▶ _ABOUT THIS TASK_
All of the records listed below should be retyped exactly.

▶ _EXERCISE DATA_

########

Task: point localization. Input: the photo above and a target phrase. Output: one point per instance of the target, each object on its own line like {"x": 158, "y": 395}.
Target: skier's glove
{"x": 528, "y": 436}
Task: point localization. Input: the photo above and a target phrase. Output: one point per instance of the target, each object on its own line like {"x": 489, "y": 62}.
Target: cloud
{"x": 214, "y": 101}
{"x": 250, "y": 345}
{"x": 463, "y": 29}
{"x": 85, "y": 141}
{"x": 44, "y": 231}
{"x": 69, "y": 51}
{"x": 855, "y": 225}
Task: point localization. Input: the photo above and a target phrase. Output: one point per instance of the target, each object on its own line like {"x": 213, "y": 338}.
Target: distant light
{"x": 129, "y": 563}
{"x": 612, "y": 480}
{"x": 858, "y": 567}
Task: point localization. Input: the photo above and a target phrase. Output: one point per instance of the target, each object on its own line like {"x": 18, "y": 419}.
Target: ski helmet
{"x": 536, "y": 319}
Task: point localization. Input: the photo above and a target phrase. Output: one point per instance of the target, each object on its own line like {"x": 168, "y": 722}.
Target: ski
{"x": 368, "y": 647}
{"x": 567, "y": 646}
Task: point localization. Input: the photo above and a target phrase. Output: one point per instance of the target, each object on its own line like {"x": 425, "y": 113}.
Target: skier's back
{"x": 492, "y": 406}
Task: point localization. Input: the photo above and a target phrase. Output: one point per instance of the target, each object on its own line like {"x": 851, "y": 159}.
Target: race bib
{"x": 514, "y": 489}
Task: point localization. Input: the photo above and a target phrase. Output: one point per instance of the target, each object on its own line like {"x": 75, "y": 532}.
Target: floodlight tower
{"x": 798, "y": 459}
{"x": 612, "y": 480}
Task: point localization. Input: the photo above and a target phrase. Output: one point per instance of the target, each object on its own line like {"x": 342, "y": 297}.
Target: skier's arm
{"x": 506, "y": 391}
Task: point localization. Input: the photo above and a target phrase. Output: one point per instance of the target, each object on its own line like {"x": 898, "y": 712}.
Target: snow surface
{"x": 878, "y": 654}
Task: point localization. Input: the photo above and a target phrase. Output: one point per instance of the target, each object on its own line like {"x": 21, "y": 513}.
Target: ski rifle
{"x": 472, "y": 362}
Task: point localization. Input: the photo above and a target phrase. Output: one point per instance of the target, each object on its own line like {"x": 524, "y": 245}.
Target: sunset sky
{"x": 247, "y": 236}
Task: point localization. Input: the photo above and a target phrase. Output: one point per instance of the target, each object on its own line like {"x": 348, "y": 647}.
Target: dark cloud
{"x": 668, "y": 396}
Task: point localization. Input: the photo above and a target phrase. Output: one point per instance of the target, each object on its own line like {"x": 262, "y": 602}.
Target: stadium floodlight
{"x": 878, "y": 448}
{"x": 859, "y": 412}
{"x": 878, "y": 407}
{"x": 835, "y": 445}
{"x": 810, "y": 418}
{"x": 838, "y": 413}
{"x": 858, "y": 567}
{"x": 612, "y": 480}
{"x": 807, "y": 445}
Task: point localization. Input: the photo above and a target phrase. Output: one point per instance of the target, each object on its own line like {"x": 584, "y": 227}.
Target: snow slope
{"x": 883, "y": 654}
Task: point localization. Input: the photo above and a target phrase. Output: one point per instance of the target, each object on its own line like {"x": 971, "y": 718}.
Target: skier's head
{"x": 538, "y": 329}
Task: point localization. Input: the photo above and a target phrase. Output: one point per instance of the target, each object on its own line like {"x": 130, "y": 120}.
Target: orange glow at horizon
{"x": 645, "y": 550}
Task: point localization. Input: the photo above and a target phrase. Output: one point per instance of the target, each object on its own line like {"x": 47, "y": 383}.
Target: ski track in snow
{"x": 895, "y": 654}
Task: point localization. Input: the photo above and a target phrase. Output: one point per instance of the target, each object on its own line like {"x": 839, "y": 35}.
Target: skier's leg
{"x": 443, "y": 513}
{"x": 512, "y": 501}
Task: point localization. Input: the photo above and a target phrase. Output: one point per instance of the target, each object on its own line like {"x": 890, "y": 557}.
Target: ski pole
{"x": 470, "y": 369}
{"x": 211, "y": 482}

########

▶ _ANSWER_
Task: point localization. Input: the photo above and a target phrase. Output: one point per instance of the target, each object on its own line like {"x": 158, "y": 395}.
Target: skier's glove
{"x": 528, "y": 436}
Task: point localization. Input: the photo above and a target phrase. Output: one point per instance of the target, each object on its own line like {"x": 489, "y": 62}.
Target: cloud
{"x": 214, "y": 101}
{"x": 250, "y": 345}
{"x": 463, "y": 29}
{"x": 85, "y": 141}
{"x": 44, "y": 231}
{"x": 69, "y": 51}
{"x": 855, "y": 225}
Task: point localization. Input: the photo above and a target phrase. Output: one point per instance of the target, each object on its own line like {"x": 213, "y": 338}.
Target: distant light
{"x": 129, "y": 563}
{"x": 612, "y": 480}
{"x": 858, "y": 567}
Task: point localization. Input: the photo above and a target phrase. Output: one point per instance of the target, each object on its own line like {"x": 18, "y": 419}.
Target: ski helmet
{"x": 536, "y": 319}
Task: point localization. Input: the photo above and a target phrase. Output: one point per instance of the target, each object on its own line like {"x": 168, "y": 722}.
Target: ski
{"x": 368, "y": 647}
{"x": 567, "y": 646}
Task: point localization. Input: the photo above and a target phrase. Output: one point per instance of the target, each object on its own line like {"x": 425, "y": 113}.
Target: skier's back
{"x": 492, "y": 406}
Task: point localization. Input: the photo above and a target phrase. Output: one point per instance of the target, each object on its own line like {"x": 851, "y": 159}.
Target: race bib
{"x": 514, "y": 489}
Task: point localization. Input: the photo above and a target phrase. Output: one point per instance of the target, each object on its own line like {"x": 75, "y": 532}.
Target: floodlight tower
{"x": 798, "y": 459}
{"x": 612, "y": 480}
Task: point localization. Input: the photo above and a target phrase. Output: one point per instance of the target, each object on its own line like {"x": 342, "y": 297}.
Target: skier's arm
{"x": 506, "y": 391}
Task: point localization. Input: the photo above and a target phrase. Output: one point per instance of the target, each object on its own line like {"x": 898, "y": 712}.
Target: snow surface
{"x": 878, "y": 654}
Task: point localization. Input: the photo above and a target phrase. Output: one point per instance of the target, each object on its own line like {"x": 21, "y": 513}.
Target: ski rifle
{"x": 472, "y": 362}
Task: point localization. Input: the photo above and a target phrase. Output: one point per instance of the target, each object on its own line like {"x": 524, "y": 245}.
Target: sunset sky
{"x": 247, "y": 236}
Task: point localization. Input: the photo above and a target phrase. Output: one point per instance of the target, each object on its own line like {"x": 348, "y": 647}.
Target: dark cloud
{"x": 668, "y": 396}
Task: point localization. Input: the photo above and a target phrase. Output: one point per instance of the target, each object on its own line like {"x": 262, "y": 602}.
Target: stadium floodlight
{"x": 878, "y": 448}
{"x": 859, "y": 412}
{"x": 878, "y": 407}
{"x": 835, "y": 445}
{"x": 810, "y": 418}
{"x": 838, "y": 413}
{"x": 858, "y": 567}
{"x": 612, "y": 480}
{"x": 807, "y": 445}
Task: point localization. Input: the photo above and a target phrase. Output: one point per instance of the target, each object on its own line like {"x": 584, "y": 227}.
Target: snow slope
{"x": 883, "y": 654}
Task: point localization. Input: the photo above and a target phrase. Output: one point per instance of the target, each object on its own line like {"x": 971, "y": 718}.
Target: skier's head
{"x": 538, "y": 329}
Task: point localization. Input: the photo above and a target phrase. Output: one point per instance of the target, each object on its own line like {"x": 130, "y": 120}.
Target: orange glow at horizon
{"x": 645, "y": 550}
Task: point localization. Input: the photo above and a target phrase. Output: one point per instance of the target, each object on its own line like {"x": 47, "y": 383}.
Target: ski track in snow
{"x": 895, "y": 654}
Task: point localization. Input: the photo above and a target phrase. Output: one point per instance of the target, each object on its own line like {"x": 839, "y": 35}.
Target: skier's leg
{"x": 443, "y": 513}
{"x": 512, "y": 501}
Task: point localization. Input: the photo above and a target phrase. Output: one point per instance of the target, each object on its own line like {"x": 890, "y": 557}.
Target: ski pole
{"x": 470, "y": 369}
{"x": 211, "y": 482}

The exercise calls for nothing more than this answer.